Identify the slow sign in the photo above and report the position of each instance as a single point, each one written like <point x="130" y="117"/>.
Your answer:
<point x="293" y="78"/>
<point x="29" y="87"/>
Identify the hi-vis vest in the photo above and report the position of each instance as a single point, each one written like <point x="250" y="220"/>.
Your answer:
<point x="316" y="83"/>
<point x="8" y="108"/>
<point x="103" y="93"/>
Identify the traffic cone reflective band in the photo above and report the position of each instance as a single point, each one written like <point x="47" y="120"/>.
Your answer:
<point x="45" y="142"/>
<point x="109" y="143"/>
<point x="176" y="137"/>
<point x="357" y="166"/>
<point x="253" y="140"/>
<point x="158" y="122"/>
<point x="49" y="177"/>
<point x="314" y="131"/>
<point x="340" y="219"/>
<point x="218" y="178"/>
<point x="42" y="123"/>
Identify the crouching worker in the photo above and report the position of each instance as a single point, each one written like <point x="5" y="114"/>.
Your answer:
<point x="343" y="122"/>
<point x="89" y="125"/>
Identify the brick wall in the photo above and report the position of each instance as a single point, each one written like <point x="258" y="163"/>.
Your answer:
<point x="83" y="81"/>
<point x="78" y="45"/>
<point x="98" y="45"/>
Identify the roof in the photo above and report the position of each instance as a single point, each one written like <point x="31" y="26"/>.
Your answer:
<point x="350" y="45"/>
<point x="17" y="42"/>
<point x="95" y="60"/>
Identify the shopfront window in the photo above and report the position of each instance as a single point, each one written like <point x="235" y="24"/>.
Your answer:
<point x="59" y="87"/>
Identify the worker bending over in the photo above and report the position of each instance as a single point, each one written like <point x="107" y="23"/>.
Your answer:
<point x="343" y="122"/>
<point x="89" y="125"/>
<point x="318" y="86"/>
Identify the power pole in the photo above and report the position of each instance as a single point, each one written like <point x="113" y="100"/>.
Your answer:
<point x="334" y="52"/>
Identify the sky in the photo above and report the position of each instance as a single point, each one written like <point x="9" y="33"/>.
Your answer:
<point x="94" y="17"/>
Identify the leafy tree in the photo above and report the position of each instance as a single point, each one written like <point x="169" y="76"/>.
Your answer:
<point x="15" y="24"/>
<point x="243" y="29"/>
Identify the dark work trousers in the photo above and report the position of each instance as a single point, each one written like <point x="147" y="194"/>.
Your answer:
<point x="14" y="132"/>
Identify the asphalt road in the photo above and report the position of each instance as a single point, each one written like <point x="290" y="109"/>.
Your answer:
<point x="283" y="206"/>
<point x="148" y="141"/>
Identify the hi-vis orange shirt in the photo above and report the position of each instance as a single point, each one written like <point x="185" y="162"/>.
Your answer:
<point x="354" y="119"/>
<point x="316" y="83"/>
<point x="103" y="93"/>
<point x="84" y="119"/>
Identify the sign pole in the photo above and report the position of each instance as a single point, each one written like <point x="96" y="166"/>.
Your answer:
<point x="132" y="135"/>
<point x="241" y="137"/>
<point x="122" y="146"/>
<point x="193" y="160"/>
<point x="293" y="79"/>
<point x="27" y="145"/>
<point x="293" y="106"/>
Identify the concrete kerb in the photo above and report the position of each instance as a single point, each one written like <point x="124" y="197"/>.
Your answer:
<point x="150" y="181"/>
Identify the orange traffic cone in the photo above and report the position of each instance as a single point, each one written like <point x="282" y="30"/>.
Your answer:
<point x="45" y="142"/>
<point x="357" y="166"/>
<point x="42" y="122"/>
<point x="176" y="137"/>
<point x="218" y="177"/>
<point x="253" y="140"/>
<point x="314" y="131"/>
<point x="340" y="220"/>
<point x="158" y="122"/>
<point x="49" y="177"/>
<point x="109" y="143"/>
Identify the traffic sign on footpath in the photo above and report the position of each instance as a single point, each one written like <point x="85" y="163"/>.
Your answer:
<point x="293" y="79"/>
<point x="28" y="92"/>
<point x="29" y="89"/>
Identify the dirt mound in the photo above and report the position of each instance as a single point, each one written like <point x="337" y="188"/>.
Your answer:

(Description of the task)
Switch each "Identify" in the lines above to "Locate", then write out all of those lines again with nothing else changed.

(Correct answer)
Locate the slow sign in the photo above and report the position of each instance as a single point, each one written like <point x="130" y="117"/>.
Your answer:
<point x="293" y="78"/>
<point x="29" y="87"/>
Locate the hi-vis vest in the photo above and report the position of each instance as a single point, each one written like <point x="250" y="220"/>.
Your answer:
<point x="316" y="83"/>
<point x="8" y="108"/>
<point x="103" y="93"/>
Locate the traffic cone reflective band in the photo above and report the position of each instance as a single point, each one written like <point x="47" y="120"/>.
Your answer:
<point x="45" y="142"/>
<point x="109" y="143"/>
<point x="176" y="137"/>
<point x="357" y="166"/>
<point x="253" y="140"/>
<point x="158" y="122"/>
<point x="49" y="177"/>
<point x="314" y="131"/>
<point x="340" y="219"/>
<point x="218" y="178"/>
<point x="42" y="123"/>
Locate the crouching worker in the photo above and report the position of each instance as a single point, each one written like <point x="5" y="114"/>.
Your answer:
<point x="343" y="122"/>
<point x="89" y="125"/>
Locate the brick wall in the photo above and report the position of each instance as a single point, each one written like <point x="258" y="163"/>.
Your answer:
<point x="83" y="81"/>
<point x="78" y="45"/>
<point x="98" y="45"/>
Locate the roof in the photo above and report the position of each instance as a single point, each one written like <point x="31" y="26"/>.
Your answer:
<point x="350" y="45"/>
<point x="17" y="42"/>
<point x="95" y="60"/>
Locate the shopfront window in the photo above and report the position of each instance as a single point, each one written like <point x="235" y="24"/>.
Your answer:
<point x="59" y="87"/>
Locate the worker bending over in the photo above and report the position of each instance as a single point, each one written like <point x="107" y="23"/>.
Your answer:
<point x="343" y="122"/>
<point x="89" y="125"/>
<point x="318" y="86"/>
Locate the power pole in the photo above and report the position of each instance as a single point, each one written like <point x="113" y="100"/>.
Your answer:
<point x="334" y="52"/>
Locate the sky in the photo above and report the position of each instance as a single point, each one written like <point x="9" y="33"/>.
Your answer:
<point x="94" y="17"/>
Locate the leafy tree in the photo above and report the position of each instance as a single point, each one written like <point x="169" y="76"/>.
Your answer:
<point x="15" y="24"/>
<point x="243" y="29"/>
Locate the dark work trousers in the photo above and report the position of each instance as a single point, each one written like <point x="147" y="194"/>.
Your answer:
<point x="14" y="132"/>
Locate the asphalt road in the photo above and report the position of each instance as a single point, each one written like <point x="290" y="109"/>.
Your answer:
<point x="283" y="206"/>
<point x="148" y="141"/>
Locate the hi-vis orange shirt in the photo above and report the position of each instance as a single point, each one written like <point x="185" y="162"/>.
Your answer:
<point x="354" y="119"/>
<point x="316" y="83"/>
<point x="103" y="93"/>
<point x="84" y="119"/>
Locate the sign pole in the photo above and report the position of each instance as a single point, each one written like <point x="96" y="166"/>.
Your answer:
<point x="132" y="135"/>
<point x="241" y="137"/>
<point x="122" y="146"/>
<point x="193" y="160"/>
<point x="293" y="79"/>
<point x="27" y="145"/>
<point x="293" y="106"/>
Locate the concrete kerb in the photo above and report the position of each instance as a single point, each one written like <point x="124" y="197"/>.
Your answer:
<point x="150" y="181"/>
Locate the orange traffic cone in the photo above and report the position of each instance as a single point, each one written like <point x="282" y="30"/>.
Your answer:
<point x="45" y="142"/>
<point x="357" y="166"/>
<point x="42" y="122"/>
<point x="176" y="137"/>
<point x="218" y="177"/>
<point x="253" y="140"/>
<point x="314" y="131"/>
<point x="340" y="220"/>
<point x="158" y="122"/>
<point x="49" y="177"/>
<point x="109" y="143"/>
Locate the traffic sign on footpath in the photo above and report the position of each instance as a single point, each one written like <point x="85" y="163"/>.
Your answer:
<point x="293" y="79"/>
<point x="28" y="92"/>
<point x="29" y="89"/>
Locate the dirt mound in the photo above and report the position of each instance as a single point, each one written like <point x="337" y="188"/>.
Your answer:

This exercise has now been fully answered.